> [TASK ITEM]: Write out every entry exactly as it appears.

----

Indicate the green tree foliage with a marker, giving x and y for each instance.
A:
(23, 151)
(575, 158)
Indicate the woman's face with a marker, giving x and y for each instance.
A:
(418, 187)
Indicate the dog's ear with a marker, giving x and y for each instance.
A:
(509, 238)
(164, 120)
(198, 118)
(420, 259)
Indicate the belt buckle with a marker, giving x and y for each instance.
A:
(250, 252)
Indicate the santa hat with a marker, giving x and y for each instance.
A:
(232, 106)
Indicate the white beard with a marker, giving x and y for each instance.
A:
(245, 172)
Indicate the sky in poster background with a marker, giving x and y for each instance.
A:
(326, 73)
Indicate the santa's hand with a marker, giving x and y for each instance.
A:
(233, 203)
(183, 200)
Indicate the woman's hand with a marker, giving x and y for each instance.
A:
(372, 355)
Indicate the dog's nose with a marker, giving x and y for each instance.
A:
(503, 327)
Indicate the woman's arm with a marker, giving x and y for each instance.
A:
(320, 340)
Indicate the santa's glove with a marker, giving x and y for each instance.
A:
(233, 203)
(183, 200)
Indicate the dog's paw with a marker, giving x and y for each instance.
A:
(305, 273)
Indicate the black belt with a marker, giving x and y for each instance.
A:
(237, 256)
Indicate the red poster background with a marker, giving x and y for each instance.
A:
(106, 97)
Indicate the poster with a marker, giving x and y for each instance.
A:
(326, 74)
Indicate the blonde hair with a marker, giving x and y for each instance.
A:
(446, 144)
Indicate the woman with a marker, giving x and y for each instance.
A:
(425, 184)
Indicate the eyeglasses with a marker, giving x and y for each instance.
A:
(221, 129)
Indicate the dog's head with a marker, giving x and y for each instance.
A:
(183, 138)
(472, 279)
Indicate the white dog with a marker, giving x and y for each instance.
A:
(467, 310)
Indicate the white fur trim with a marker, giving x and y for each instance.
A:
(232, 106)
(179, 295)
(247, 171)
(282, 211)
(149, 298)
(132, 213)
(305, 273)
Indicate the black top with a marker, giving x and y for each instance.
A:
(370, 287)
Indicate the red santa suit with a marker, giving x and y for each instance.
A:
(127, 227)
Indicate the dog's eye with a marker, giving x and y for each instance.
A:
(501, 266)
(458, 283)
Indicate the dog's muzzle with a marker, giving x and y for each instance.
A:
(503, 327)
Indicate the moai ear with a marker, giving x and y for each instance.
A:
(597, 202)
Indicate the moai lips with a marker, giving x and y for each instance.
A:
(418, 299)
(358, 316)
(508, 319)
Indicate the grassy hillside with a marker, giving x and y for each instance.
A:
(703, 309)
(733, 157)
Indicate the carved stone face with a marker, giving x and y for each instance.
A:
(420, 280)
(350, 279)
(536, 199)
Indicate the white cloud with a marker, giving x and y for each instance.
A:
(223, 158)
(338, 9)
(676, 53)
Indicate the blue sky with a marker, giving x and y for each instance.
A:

----

> [WRITTEN RESPONSE]:
Indicate the green tree foliage with a marker, giving x and y for each instance.
A:
(23, 151)
(575, 158)
Indicate the woman's face with a marker, giving x and y for each instance.
A:
(418, 187)
Indicate the dog's ear with a marker, giving x and y for each instance.
A:
(509, 238)
(164, 120)
(198, 118)
(420, 259)
Indicate the belt buckle with a marker, giving x and y for each instance.
A:
(250, 252)
Indicate the santa hat with a marker, giving x and y for each instance.
A:
(232, 106)
Indicate the white beard with a marker, giving x and y for each instance.
A:
(245, 172)
Indicate the sky in poster background with a marker, giving x and y for each instance.
A:
(326, 73)
Indicate the santa's hand with a marker, giving x and y for each instance.
A:
(233, 203)
(183, 200)
Indicate the woman's hand with a marker, giving x and y for each instance.
A:
(372, 355)
Indicate the dog's nose with a marker, giving x and y for each instance.
A:
(503, 327)
Indicate the woman's arm with a marker, giving x and y for each instance.
A:
(320, 340)
Indicate the santa's glove with a marker, giving x and y for each instance.
A:
(233, 203)
(183, 200)
Indicate the dog's paw with a marker, giving x and y for each instance.
A:
(305, 273)
Indicate the black belt with a marker, giving x and y for each instance.
A:
(237, 256)
Indicate the red poster background with a marker, giving x and y for each instance.
A:
(106, 97)
Indicate the poster with a marker, giving x and y for each instance.
A:
(326, 74)
Indicate the blonde hair with a marker, giving x and y for each instance.
A:
(446, 144)
Indicate the woman with a marker, giving x and y for each instance.
A:
(425, 184)
Indicate the eyeglasses with a marker, giving x and y for each instance.
A:
(221, 129)
Indicate the dog's head with a marker, giving x and y for each instance.
A:
(183, 138)
(472, 279)
Indicate the white dog with a marker, giving x and y for each instance.
A:
(467, 310)
Indicate the white fur trim with a marker, giving x and y for each instance.
A:
(232, 106)
(179, 295)
(247, 171)
(282, 211)
(149, 298)
(132, 213)
(305, 273)
Indicate the black top with a marker, giving x and y for each instance.
A:
(370, 287)
Indicate the red santa suit with a marker, giving x and y for each instance.
A:
(127, 227)
Indicate the dog's eye with a marker, giving x and y for each instance.
A:
(501, 266)
(458, 283)
Indicate the dog's muzzle with a marker, giving x and y for each instance.
A:
(503, 327)
Indicate the moai ear with a marker, giving x and y for each instance.
A:
(597, 202)
Indicate the moai lips with a marker, giving x and y for each instance.
A:
(418, 299)
(358, 316)
(508, 319)
Indicate the grassy hillside with a marker, giving x and y for each instance.
A:
(703, 309)
(733, 157)
Indicate the carved stone face with a marker, giving x and y for each instance.
A:
(420, 280)
(350, 279)
(536, 199)
Indicate the white cloud with a marker, giving x and y for each instance.
A:
(223, 158)
(338, 9)
(676, 53)
Indicate the blue sky with a marker, giving x and y for each instance.
A:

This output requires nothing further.